◆ EXERCISE DESCRIPTION ◆
Print the line containing "Mark each instance of the road" and each line after it through the end, please, with nothing added.

━━━ RECORDS SUPPLIED

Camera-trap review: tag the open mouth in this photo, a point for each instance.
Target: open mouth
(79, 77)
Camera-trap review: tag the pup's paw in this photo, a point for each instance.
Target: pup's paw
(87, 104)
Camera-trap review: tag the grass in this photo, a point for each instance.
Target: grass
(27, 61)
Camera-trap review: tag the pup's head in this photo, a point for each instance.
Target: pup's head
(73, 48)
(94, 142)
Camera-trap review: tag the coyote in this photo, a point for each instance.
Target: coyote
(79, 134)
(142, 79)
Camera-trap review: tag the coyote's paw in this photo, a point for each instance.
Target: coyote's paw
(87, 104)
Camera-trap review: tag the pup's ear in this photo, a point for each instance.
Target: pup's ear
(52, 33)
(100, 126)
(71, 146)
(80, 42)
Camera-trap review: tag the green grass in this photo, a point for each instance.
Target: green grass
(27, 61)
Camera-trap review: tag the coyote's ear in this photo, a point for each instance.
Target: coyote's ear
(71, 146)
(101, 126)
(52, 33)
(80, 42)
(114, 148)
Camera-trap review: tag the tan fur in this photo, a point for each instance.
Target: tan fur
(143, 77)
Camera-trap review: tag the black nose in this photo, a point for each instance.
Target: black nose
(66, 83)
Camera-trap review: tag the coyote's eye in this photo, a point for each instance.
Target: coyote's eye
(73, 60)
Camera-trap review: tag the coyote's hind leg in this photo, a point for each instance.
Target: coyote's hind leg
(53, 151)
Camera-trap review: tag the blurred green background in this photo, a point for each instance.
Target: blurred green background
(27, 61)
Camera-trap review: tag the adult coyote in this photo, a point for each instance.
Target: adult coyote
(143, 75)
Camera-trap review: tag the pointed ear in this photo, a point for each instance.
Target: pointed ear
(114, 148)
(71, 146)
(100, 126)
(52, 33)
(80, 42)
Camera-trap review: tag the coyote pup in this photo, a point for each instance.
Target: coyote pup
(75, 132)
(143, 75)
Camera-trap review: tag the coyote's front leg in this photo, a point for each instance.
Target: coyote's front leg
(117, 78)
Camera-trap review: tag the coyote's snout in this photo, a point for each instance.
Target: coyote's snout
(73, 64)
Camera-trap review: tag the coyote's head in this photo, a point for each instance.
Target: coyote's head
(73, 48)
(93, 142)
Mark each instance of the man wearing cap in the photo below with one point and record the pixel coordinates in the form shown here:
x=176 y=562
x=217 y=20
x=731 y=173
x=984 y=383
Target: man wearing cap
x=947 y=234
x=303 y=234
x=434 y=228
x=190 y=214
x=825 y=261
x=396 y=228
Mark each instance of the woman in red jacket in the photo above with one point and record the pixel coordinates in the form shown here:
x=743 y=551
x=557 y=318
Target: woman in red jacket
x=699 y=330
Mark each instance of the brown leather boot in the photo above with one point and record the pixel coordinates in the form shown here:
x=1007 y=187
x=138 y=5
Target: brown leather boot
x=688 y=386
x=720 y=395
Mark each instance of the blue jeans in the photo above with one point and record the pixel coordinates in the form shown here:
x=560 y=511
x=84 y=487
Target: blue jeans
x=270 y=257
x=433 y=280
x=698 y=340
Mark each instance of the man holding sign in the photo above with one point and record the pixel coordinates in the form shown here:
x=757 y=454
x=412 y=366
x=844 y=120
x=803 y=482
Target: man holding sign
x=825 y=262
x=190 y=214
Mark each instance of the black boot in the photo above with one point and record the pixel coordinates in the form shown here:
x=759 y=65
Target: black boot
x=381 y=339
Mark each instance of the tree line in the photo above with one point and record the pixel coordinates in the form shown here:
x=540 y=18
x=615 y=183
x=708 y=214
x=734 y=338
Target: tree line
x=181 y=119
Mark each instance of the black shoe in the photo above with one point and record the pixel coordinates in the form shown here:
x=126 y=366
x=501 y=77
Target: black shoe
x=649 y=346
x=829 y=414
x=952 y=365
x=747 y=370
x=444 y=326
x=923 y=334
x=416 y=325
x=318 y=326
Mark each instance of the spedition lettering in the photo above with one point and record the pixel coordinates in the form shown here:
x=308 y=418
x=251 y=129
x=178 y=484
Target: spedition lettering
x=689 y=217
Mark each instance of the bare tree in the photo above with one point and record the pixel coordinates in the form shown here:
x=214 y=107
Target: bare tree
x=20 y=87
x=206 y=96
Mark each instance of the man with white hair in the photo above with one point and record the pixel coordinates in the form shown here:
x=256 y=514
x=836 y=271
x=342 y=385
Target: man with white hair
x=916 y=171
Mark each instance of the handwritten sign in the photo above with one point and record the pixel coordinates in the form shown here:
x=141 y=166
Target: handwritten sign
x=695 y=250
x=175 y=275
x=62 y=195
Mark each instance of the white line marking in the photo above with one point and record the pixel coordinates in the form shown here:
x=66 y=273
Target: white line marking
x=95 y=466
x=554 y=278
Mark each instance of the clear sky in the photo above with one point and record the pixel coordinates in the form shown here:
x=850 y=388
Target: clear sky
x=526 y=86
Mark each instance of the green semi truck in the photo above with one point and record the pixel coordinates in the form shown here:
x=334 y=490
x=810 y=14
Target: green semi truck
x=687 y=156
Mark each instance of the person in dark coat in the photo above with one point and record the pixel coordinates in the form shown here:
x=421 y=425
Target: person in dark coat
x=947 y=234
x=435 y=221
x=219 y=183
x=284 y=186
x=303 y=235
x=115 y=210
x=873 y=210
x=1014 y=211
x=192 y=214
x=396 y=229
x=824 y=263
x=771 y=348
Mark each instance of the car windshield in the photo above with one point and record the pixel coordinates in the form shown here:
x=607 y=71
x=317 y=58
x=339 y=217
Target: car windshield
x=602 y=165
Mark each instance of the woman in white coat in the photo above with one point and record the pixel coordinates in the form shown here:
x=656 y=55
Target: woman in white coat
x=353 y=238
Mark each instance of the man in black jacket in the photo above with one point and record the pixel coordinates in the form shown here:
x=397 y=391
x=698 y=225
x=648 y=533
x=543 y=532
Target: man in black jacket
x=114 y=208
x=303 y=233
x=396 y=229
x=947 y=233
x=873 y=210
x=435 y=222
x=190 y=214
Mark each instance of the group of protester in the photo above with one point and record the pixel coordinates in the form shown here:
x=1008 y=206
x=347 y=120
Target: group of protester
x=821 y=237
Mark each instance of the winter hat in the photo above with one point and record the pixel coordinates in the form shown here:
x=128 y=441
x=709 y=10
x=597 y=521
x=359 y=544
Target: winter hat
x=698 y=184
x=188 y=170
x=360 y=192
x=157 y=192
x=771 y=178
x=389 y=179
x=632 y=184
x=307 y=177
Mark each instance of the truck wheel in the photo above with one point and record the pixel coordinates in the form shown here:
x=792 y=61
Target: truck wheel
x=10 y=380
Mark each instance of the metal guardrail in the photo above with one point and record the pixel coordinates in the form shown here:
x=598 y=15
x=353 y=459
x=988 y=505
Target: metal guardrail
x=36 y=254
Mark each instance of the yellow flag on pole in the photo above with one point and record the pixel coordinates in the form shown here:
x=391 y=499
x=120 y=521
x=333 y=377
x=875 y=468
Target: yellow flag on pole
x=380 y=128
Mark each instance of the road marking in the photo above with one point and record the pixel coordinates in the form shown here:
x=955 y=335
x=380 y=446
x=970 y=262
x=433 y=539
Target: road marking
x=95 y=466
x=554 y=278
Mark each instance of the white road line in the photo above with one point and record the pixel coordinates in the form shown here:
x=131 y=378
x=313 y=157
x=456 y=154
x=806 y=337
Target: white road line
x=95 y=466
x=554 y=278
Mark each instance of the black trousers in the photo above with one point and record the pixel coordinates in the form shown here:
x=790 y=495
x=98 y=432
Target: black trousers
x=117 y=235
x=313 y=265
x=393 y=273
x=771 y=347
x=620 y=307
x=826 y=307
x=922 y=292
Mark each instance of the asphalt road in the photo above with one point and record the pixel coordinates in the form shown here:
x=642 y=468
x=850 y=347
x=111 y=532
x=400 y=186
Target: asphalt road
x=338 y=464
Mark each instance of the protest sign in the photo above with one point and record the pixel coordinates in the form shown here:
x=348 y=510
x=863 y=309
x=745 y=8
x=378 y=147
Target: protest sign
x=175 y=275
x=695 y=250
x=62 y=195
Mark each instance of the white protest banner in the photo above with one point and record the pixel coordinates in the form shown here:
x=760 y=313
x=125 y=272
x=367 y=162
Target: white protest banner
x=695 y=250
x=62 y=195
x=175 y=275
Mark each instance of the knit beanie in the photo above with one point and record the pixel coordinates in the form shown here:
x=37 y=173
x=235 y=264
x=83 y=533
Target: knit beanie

━━━━━━

◆ COMPLETED EXERCISE ◆
Mark each instance of the road marking in the photo above with one point and record the pixel coordinates in the form shown here:
x=955 y=335
x=380 y=446
x=970 y=262
x=433 y=539
Target: road marking
x=95 y=466
x=554 y=278
Mark each instance of the white road line in the photo above with one point and record the pixel coordinates in the form shown here:
x=131 y=378
x=313 y=157
x=456 y=154
x=806 y=337
Target: white road line
x=95 y=466
x=554 y=278
Mark each instance of the black trousers in the photo above with one point and record the pixel coordinates in the form shown here:
x=790 y=495
x=98 y=432
Target: black trousers
x=117 y=235
x=313 y=265
x=393 y=273
x=771 y=347
x=620 y=307
x=826 y=307
x=922 y=292
Mark each instance of the asphalt road in the photo above with one point and record the pixel coordinates in the form shown here:
x=642 y=468
x=850 y=347
x=111 y=532
x=400 y=186
Target: asphalt road
x=338 y=464
Mark each instance of the protest sign in the photo above with one point and record the pixel coordinates in the form shown here:
x=348 y=510
x=863 y=309
x=745 y=8
x=378 y=147
Target: protest sign
x=175 y=275
x=695 y=250
x=62 y=195
Mark each instance of the white protest banner in the photo above with one point and record the pixel coordinates in the form shown here:
x=760 y=313
x=125 y=272
x=367 y=162
Target: white protest banner
x=695 y=250
x=62 y=195
x=175 y=275
Mark each instance of the knit beanie in the photo above with one point and record the pixel coordinates in the form shown here:
x=37 y=173
x=235 y=264
x=83 y=533
Target: knit beanie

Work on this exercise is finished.